Direction 1:
In the thread below on slicing with the ?: operator, which section of the standard does the reply cite as describing the conditional operator's behavior?
Direction 2:
Name every class defined in the code posted in the thread below on slicing with the ?: operator.

Slicing with ?: operator - expected?

[Victor Bazarov]

Hello All,

Here is the code:

class Foo {
public:
virtual void bar() const = 0;
};

#include <ostream>
#include <iostream>

class Foo1 : public Foo {
void bar() const { std::cout << "Foo1::bar\n"; }
};

class Foo2 : public Foo {
void bar() const { std::cout << "Foo2::bar\n"; }
};

void foo(const Foo* pFoo)
{
(pFoo ? *pFoo : Foo1()).bar(); // line 19 ************
}

void blah(const Foo& rFoo)
{
foo(&rFoo);
}

int main()
{
blah(Foo2());
}

Line 19 is the line in question. Could you please interpret it for me?
It seems to skip the virtual function dispatch, and attempt to call
the pure function. The common type of *pFoo and Foo1() is 'class Foo',
and the compiler seems to resolve the 'bar' statically, without the use
of virtual function mechanism, as if there is an instance of class Foo
/sliced/ from both original objects. Is that supposed to happen?
Standard chapter and verse would be helpful.

To avoid a pure function call I can implement the base class' member
function 'bar'. The problem is that in that case I get the dynamic
dispatch I need (I expected Foo2.bar() to be called), I am getting the
base class. Is that what *should* happen?

Thanks!

V

 

[Bart van Ingen Schenau]

Hello All,

Here is the code:

class Foo {
public:
virtual void bar() const = 0;
};

#include <ostream>
#include <iostream>

class Foo1 : public Foo {
void bar() const { std::cout << "Foo1::bar\n"; }
};

class Foo2 : public Foo {
void bar() const { std::cout << "Foo2::bar\n"; }
};

void foo(const Foo* pFoo)
{
(pFoo ? *pFoo : Foo1()).bar(); // line 19 ************
}

void blah(const Foo& rFoo)
{
foo(&rFoo);
}

int main()
{
blah(Foo2());
}

Line 19 is the line in question. Could you please interpret it for me?
It seems to skip the virtual function dispatch, and attempt to call
the pure function. The common type of *pFoo and Foo1() is 'class
Foo', and the compiler seems to resolve the 'bar' statically, without
the use of virtual function mechanism, as if there is an instance of
class Foo /sliced/ from both original objects. Is that supposed to
happen?

Yes, that is supposed to happen.
The conditional operator (? is defined to only yield rvalues, and never a
reference.
This means that objects of class-type indeed get sliced by the ?: operator.

Standard chapter and verse would be helpful.

The behaviour of the conditional operator is described in section 5.16
[expr.cond], where especially the last paragraph is of relevance here.

Thanks!

Supplied records:
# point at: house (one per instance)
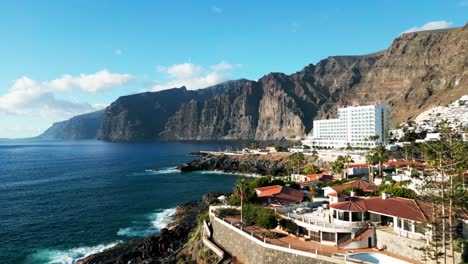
(335, 192)
(356, 169)
(278, 195)
(352, 223)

Finished answer 1:
Section 5.16 [expr.cond], especially its last paragraph.

Finished answer 2:
Foo, Foo1, Foo2